### PROVIDED ENTRIES
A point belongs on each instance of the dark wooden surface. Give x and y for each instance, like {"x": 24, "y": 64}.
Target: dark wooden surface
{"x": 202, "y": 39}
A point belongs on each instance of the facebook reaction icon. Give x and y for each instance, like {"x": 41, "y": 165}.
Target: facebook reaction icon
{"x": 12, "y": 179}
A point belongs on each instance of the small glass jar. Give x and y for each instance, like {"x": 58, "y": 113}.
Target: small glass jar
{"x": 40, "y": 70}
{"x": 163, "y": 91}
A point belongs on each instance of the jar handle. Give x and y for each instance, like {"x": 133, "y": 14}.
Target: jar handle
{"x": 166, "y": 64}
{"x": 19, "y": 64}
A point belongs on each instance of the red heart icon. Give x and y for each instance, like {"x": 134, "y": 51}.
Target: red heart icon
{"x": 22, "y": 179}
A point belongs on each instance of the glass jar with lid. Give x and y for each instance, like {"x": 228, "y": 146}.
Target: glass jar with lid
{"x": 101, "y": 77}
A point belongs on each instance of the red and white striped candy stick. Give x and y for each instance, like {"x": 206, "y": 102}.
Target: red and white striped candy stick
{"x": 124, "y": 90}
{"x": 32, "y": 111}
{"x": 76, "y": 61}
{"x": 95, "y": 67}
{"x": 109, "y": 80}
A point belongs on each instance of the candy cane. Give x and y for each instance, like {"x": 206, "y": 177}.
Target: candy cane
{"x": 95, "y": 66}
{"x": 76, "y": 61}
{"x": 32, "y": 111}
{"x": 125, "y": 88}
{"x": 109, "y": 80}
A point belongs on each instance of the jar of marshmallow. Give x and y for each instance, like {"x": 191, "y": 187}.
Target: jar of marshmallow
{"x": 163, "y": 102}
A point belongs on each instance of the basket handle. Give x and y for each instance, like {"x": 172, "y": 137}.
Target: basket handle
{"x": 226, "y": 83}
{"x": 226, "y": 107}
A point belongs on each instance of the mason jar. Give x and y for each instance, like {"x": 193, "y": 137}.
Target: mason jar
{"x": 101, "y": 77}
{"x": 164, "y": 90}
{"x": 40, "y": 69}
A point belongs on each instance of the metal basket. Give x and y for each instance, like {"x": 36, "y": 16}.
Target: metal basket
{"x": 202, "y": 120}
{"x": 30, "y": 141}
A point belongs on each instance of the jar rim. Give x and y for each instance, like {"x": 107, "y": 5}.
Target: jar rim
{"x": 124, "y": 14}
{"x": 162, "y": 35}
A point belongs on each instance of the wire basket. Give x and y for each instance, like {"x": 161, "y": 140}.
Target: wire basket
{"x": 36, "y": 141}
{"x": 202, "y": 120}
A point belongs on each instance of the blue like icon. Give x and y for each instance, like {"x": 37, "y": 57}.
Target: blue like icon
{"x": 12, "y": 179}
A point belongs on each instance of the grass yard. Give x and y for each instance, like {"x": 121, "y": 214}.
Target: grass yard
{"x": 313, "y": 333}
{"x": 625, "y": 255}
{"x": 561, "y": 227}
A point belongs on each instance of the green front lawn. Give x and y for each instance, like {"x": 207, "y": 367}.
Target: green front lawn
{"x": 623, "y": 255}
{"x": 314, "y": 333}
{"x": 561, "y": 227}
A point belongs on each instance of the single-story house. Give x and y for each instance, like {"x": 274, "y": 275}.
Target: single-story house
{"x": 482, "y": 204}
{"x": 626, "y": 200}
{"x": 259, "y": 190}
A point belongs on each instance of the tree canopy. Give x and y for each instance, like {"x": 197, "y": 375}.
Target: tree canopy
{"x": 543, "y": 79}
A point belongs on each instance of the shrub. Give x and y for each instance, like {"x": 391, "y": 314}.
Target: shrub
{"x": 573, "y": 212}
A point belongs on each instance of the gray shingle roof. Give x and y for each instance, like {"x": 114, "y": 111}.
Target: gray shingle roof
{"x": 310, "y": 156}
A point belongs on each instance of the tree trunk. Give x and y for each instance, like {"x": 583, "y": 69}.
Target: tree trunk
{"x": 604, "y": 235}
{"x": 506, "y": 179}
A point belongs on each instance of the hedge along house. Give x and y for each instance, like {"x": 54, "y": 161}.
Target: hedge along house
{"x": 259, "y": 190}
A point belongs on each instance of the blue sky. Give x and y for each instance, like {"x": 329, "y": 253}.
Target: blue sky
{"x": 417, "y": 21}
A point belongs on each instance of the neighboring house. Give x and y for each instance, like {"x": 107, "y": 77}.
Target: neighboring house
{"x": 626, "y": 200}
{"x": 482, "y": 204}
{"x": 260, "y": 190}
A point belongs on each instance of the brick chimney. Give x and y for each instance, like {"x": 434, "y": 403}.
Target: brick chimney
######
TASK REQUIREMENTS: Repeat the data above exactly.

RESULT OF THIS TASK:
A point belongs on each instance of the dark wooden surface. Give x and y for each instance, like {"x": 24, "y": 64}.
Target: dark wooden surface
{"x": 202, "y": 39}
A point belongs on each instance of the facebook reaction icon. Give x and y for each instance, like {"x": 41, "y": 165}.
Target: facebook reaction icon
{"x": 12, "y": 179}
A point belongs on each instance of the small glass jar. Give x and y for each instance, like {"x": 58, "y": 113}.
Target: small glass jar
{"x": 40, "y": 70}
{"x": 163, "y": 91}
A point belongs on each instance of the jar handle. Give x and y for each instance, like {"x": 133, "y": 14}.
Target: jar handle
{"x": 166, "y": 64}
{"x": 19, "y": 64}
A point belongs on each instance of the red heart icon. Give x and y for each instance, like {"x": 134, "y": 51}.
Target: red heart icon
{"x": 22, "y": 179}
A point belongs on each instance of the glass jar with lid. Give x and y for each instance, like {"x": 228, "y": 146}.
Target: glass jar with lid
{"x": 101, "y": 77}
A point belongs on each instance of the red and white striped candy stick. Give x and y for each instance, like {"x": 206, "y": 102}.
Target: red and white striped candy stick
{"x": 124, "y": 90}
{"x": 32, "y": 111}
{"x": 76, "y": 61}
{"x": 95, "y": 67}
{"x": 109, "y": 80}
A point belongs on each instance of the candy cane. Give x and y for each instance, like {"x": 206, "y": 177}.
Target: candy cane
{"x": 95, "y": 66}
{"x": 76, "y": 61}
{"x": 32, "y": 111}
{"x": 125, "y": 88}
{"x": 109, "y": 80}
A point belongs on each instance of the jar of marshmallow. Give x and y for each instance, like {"x": 191, "y": 187}.
Target: jar of marshmallow
{"x": 163, "y": 102}
A point belongs on each instance of the basket handle. Give x and y for each instance, like {"x": 172, "y": 137}.
Target: basket handle
{"x": 226, "y": 83}
{"x": 226, "y": 107}
A point belongs on each instance of the mason jar. Give x and y for each instance, like {"x": 193, "y": 137}.
Target: mason jar
{"x": 101, "y": 77}
{"x": 164, "y": 90}
{"x": 40, "y": 69}
A point belongs on each instance of the metal basket. Give x and y for each instance, like {"x": 36, "y": 16}.
Target: metal basket
{"x": 202, "y": 120}
{"x": 30, "y": 141}
A point belongs on each instance of the jar rim. Give x and y for each instance, like {"x": 107, "y": 5}.
Target: jar rim
{"x": 124, "y": 14}
{"x": 162, "y": 35}
A point belongs on each instance of the wire basket. Give x and y for each instance, like {"x": 161, "y": 140}.
Target: wire basket
{"x": 36, "y": 141}
{"x": 202, "y": 120}
A point belongs on each instance of the blue like icon. Give x and y for each instance, like {"x": 37, "y": 57}.
Target: blue like icon
{"x": 12, "y": 179}
A point belongs on each instance of the grass yard. Give x and y for each instance, like {"x": 121, "y": 214}.
Target: grass yard
{"x": 313, "y": 333}
{"x": 625, "y": 255}
{"x": 561, "y": 227}
A point belongs on each instance of the green front lawn. Give x and y for each instance, like {"x": 207, "y": 367}.
Target: green front lawn
{"x": 623, "y": 255}
{"x": 314, "y": 333}
{"x": 561, "y": 227}
A point belongs on each instance of the single-story house. Give x and y for each instance, like {"x": 274, "y": 275}.
Target: single-story house
{"x": 482, "y": 204}
{"x": 626, "y": 200}
{"x": 259, "y": 190}
A point belongs on each instance of the tree canopy. Give x and y for each instance, like {"x": 197, "y": 375}.
Target: tree canopy
{"x": 543, "y": 79}
A point belongs on each instance of the shrub. Give x and y for each instance, like {"x": 391, "y": 314}.
Target: shrub
{"x": 573, "y": 212}
A point belongs on each instance of the gray shingle roof. Give x and y for each instance, like {"x": 114, "y": 111}.
Target: gray shingle roof
{"x": 310, "y": 156}
A point belongs on each instance of the tree trunk. Give x and y for each instance, like {"x": 583, "y": 69}.
Target: tree trunk
{"x": 604, "y": 235}
{"x": 506, "y": 179}
A point belongs on each instance of the hedge along house. Give x and y for each instance, like {"x": 54, "y": 161}.
Target: hedge along house
{"x": 259, "y": 190}
A point belongs on each instance of the blue sky. Give x and y for each instance, like {"x": 329, "y": 253}.
Target: blue sky
{"x": 417, "y": 21}
A point belongs on each instance of the neighboring house. Give x and y for each instance, like {"x": 107, "y": 77}.
Target: neighboring house
{"x": 626, "y": 200}
{"x": 482, "y": 204}
{"x": 260, "y": 190}
A point belongs on each instance of the brick chimney. Give x and y for each instance, like {"x": 434, "y": 403}.
Target: brick chimney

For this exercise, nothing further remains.